• [TASK ITEM]:
Find each line in the entries below that contains the string "fill" and copy those lines out.

• [STORED DATA]:
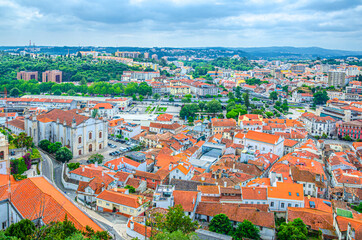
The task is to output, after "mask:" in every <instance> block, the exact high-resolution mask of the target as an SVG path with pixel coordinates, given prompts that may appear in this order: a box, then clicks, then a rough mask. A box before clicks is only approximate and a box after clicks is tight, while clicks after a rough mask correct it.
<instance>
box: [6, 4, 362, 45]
mask: <svg viewBox="0 0 362 240" xmlns="http://www.w3.org/2000/svg"><path fill="white" fill-rule="evenodd" d="M29 40H32V42H35V44H36V45H58V46H64V45H73V46H78V45H93V46H116V47H117V46H139V47H165V46H166V47H210V46H225V47H263V46H296V47H310V46H317V47H323V48H331V49H343V50H362V0H300V1H299V0H294V1H293V0H0V45H22V46H23V45H26V44H28V43H29Z"/></svg>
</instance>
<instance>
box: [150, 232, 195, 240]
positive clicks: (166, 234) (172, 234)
mask: <svg viewBox="0 0 362 240" xmlns="http://www.w3.org/2000/svg"><path fill="white" fill-rule="evenodd" d="M196 239H198V238H196V234H195V233H189V234H185V233H183V232H182V231H180V230H178V231H175V232H173V233H169V232H158V233H157V234H156V236H153V237H151V240H196Z"/></svg>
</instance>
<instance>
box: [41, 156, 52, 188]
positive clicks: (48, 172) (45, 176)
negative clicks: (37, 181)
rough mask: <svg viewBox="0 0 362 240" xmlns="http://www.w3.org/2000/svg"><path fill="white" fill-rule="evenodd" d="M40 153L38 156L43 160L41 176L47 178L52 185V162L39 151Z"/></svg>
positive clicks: (42, 161)
mask: <svg viewBox="0 0 362 240" xmlns="http://www.w3.org/2000/svg"><path fill="white" fill-rule="evenodd" d="M39 152H40V155H41V157H42V159H43V161H42V168H41V169H42V174H43V175H44V176H45V177H47V178H48V179H49V180H50V181H51V182H53V183H54V180H53V163H52V160H51V159H50V158H49V157H48V156H47V155H46V154H44V153H42V152H41V151H39Z"/></svg>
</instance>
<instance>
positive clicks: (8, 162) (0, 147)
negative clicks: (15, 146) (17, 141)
mask: <svg viewBox="0 0 362 240" xmlns="http://www.w3.org/2000/svg"><path fill="white" fill-rule="evenodd" d="M9 167H10V165H9V144H8V140H7V139H6V137H5V135H4V134H2V133H0V174H8V173H10V169H9Z"/></svg>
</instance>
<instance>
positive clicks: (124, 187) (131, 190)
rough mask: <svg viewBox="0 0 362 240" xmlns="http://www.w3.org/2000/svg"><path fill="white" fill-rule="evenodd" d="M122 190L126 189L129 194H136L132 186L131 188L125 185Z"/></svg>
mask: <svg viewBox="0 0 362 240" xmlns="http://www.w3.org/2000/svg"><path fill="white" fill-rule="evenodd" d="M124 188H125V189H128V191H129V192H130V193H135V192H136V189H135V188H134V187H133V186H131V185H126V186H125V187H124Z"/></svg>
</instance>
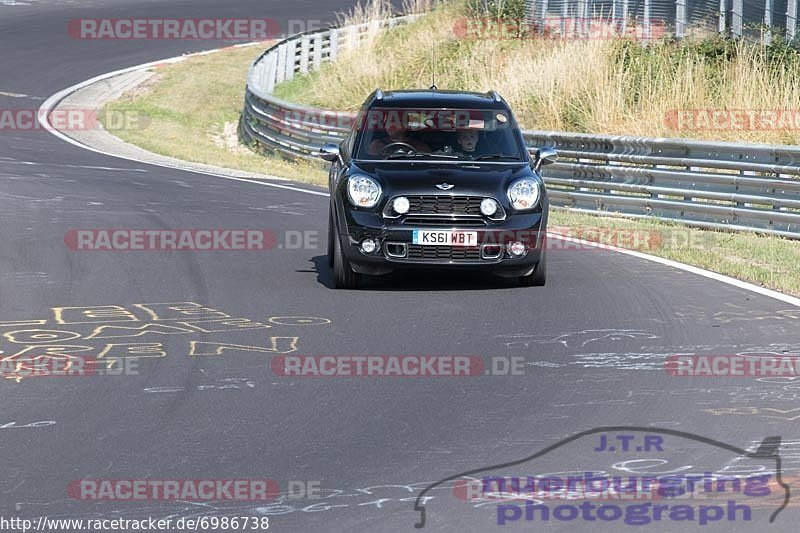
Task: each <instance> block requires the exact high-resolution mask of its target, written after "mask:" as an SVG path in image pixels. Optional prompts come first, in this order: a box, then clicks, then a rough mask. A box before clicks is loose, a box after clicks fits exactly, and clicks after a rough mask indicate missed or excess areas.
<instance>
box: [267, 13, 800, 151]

• [ANSWER TO THIS PROBLEM]:
mask: <svg viewBox="0 0 362 240" xmlns="http://www.w3.org/2000/svg"><path fill="white" fill-rule="evenodd" d="M29 40H32V42H35V44H36V45H58V46H64V45H73V46H78V45H93V46H116V47H117V46H139V47H165V46H166V47H210V46H225V47H263V46H296V47H310V46H317V47H323V48H331V49H343V50H362V0H300V1H299V0H294V1H293V0H0V45H22V46H23V45H26V44H28V43H29Z"/></svg>
mask: <svg viewBox="0 0 362 240" xmlns="http://www.w3.org/2000/svg"><path fill="white" fill-rule="evenodd" d="M196 239H198V238H196V234H195V233H189V234H185V233H183V232H182V231H180V230H178V231H175V232H173V233H169V232H158V233H157V234H156V236H153V237H151V240H196Z"/></svg>
rough mask: <svg viewBox="0 0 362 240" xmlns="http://www.w3.org/2000/svg"><path fill="white" fill-rule="evenodd" d="M40 153L38 156L43 160L41 176L47 178L52 185V162L39 151Z"/></svg>
mask: <svg viewBox="0 0 362 240" xmlns="http://www.w3.org/2000/svg"><path fill="white" fill-rule="evenodd" d="M39 152H40V155H41V157H42V159H43V161H42V168H41V169H42V174H43V175H44V176H45V177H47V178H48V179H49V180H50V181H51V182H53V183H54V180H53V163H52V160H51V159H50V158H49V157H48V156H47V155H46V154H44V153H42V152H41V151H39Z"/></svg>
mask: <svg viewBox="0 0 362 240" xmlns="http://www.w3.org/2000/svg"><path fill="white" fill-rule="evenodd" d="M9 167H10V165H9V144H8V140H7V139H6V137H5V135H4V134H2V133H0V174H8V173H10V169H9Z"/></svg>
rough mask: <svg viewBox="0 0 362 240" xmlns="http://www.w3.org/2000/svg"><path fill="white" fill-rule="evenodd" d="M122 190L126 189L129 194H136L132 186L131 188L125 185Z"/></svg>
mask: <svg viewBox="0 0 362 240" xmlns="http://www.w3.org/2000/svg"><path fill="white" fill-rule="evenodd" d="M124 188H125V189H128V191H129V192H130V193H135V192H136V189H135V188H134V187H133V186H131V185H126V186H125V187H124Z"/></svg>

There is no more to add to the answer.